**PROBLEM**
Pull out every line of the records below that contains the string "bark", copying each such line in full. Case counts, so a line matches only if the string appears with the same capitalization.

**DATA EXCERPTS**
┄┄┄┄┄┄

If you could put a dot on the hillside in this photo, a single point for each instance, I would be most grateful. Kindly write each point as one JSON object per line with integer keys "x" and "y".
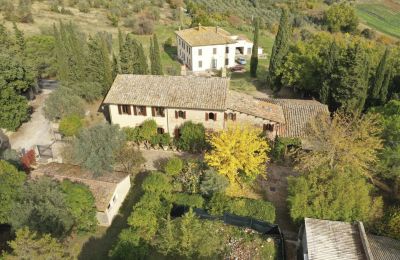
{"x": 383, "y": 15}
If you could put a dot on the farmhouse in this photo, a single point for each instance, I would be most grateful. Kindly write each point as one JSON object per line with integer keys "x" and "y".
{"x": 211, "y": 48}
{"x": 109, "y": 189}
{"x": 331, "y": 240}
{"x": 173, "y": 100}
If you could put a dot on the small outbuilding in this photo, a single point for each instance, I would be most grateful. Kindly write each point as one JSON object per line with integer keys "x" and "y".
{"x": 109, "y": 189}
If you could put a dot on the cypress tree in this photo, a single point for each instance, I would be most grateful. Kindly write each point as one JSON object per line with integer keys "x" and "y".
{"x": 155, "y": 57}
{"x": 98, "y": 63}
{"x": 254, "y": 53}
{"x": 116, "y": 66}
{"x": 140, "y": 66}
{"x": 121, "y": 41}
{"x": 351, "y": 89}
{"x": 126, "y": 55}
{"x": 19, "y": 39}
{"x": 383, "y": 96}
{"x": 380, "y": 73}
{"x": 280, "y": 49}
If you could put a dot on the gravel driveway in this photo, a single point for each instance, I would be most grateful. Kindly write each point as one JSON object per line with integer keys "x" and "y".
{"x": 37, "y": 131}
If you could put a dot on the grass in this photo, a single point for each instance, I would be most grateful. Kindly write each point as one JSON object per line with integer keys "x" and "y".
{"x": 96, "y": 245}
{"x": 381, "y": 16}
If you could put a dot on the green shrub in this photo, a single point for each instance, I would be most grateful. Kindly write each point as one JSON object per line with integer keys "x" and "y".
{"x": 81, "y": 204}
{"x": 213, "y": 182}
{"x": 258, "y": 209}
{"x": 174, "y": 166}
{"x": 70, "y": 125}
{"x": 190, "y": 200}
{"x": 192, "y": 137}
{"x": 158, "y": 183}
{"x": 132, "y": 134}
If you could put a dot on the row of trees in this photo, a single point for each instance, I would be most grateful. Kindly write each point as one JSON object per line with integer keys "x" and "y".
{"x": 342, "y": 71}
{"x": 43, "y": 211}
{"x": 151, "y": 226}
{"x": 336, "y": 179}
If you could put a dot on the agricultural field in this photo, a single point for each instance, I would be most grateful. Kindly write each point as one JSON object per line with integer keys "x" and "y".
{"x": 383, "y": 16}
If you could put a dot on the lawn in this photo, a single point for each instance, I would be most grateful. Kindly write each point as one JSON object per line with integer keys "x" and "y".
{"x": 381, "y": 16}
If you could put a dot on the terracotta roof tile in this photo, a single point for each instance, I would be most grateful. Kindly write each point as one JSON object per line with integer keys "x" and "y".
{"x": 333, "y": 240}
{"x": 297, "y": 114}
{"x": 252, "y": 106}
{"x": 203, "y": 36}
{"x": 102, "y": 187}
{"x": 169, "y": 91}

┄┄┄┄┄┄

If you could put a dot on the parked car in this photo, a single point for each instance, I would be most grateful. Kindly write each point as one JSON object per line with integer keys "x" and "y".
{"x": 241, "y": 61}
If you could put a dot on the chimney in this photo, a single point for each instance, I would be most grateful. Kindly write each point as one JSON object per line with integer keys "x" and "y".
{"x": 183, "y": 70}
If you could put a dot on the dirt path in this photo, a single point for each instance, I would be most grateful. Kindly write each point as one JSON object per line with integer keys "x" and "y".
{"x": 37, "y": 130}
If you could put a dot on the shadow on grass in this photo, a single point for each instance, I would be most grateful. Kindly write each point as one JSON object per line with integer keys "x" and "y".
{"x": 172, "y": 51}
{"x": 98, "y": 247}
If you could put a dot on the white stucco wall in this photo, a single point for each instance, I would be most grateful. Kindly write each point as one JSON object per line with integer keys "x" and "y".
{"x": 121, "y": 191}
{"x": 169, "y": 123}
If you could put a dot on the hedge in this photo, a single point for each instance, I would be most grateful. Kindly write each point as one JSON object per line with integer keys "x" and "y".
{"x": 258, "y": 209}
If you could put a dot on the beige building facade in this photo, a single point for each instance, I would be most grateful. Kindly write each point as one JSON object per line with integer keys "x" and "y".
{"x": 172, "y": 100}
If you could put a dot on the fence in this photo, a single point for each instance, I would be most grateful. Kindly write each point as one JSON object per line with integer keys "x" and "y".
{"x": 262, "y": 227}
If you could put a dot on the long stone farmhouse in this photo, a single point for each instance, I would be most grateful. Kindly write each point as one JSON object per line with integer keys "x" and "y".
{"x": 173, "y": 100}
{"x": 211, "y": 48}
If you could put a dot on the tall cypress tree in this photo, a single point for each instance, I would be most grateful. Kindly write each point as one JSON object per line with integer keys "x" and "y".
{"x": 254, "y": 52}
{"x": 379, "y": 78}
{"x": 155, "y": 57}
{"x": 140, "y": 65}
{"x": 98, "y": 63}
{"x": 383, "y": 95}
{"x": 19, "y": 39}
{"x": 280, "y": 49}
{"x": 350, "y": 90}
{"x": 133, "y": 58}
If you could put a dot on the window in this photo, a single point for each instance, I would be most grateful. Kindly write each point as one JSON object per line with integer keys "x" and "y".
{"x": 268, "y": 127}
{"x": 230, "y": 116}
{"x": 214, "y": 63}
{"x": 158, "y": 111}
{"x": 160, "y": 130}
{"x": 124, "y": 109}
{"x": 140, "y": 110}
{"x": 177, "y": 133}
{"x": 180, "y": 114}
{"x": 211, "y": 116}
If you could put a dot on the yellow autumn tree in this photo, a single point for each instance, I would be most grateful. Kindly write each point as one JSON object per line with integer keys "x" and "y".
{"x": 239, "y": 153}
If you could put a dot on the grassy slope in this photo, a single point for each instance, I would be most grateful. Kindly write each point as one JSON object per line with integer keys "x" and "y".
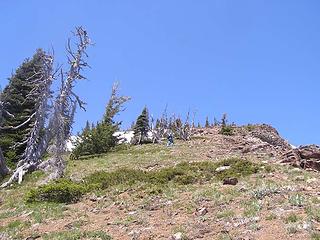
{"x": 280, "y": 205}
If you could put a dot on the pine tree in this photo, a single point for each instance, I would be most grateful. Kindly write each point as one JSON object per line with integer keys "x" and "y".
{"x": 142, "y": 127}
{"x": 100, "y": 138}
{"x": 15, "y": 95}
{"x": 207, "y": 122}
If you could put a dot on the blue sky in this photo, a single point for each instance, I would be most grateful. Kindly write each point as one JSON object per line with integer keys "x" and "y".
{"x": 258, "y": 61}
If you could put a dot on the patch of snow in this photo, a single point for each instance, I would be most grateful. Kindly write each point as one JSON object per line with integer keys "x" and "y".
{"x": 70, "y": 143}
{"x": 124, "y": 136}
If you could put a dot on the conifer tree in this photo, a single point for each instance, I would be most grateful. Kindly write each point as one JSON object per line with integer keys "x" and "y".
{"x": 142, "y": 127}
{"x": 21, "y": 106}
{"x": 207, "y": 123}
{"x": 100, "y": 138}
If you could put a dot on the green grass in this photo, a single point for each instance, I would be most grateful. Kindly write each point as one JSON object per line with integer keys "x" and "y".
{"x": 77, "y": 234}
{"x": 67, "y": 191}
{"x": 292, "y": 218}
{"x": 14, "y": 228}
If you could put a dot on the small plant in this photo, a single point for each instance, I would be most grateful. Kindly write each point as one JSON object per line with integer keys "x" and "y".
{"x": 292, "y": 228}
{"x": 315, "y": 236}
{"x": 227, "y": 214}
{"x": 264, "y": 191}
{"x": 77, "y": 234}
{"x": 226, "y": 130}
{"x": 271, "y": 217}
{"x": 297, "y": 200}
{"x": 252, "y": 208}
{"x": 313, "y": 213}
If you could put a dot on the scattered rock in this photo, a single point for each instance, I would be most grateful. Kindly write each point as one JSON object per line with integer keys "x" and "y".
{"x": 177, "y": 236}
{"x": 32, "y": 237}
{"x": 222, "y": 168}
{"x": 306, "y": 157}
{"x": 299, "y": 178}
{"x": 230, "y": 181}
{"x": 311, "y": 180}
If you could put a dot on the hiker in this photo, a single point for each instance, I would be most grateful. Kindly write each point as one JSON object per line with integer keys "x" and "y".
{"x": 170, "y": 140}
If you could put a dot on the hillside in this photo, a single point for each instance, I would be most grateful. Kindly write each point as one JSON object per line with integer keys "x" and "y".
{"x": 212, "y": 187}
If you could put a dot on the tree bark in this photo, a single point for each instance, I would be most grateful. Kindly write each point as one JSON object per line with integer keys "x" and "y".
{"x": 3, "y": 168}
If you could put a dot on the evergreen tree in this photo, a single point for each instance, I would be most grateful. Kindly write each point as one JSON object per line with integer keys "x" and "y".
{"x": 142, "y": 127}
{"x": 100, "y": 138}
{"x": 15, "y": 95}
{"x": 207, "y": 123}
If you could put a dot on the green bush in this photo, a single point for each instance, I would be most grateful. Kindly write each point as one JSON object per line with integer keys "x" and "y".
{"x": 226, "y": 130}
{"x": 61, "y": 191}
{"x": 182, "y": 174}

┄┄┄┄┄┄

**REPLY**
If you could put a dot on the tree bark in this photo, a single point for each instance, I would be most grateful. Kindly write each point as one JSON object per line with integer keys "x" and "y".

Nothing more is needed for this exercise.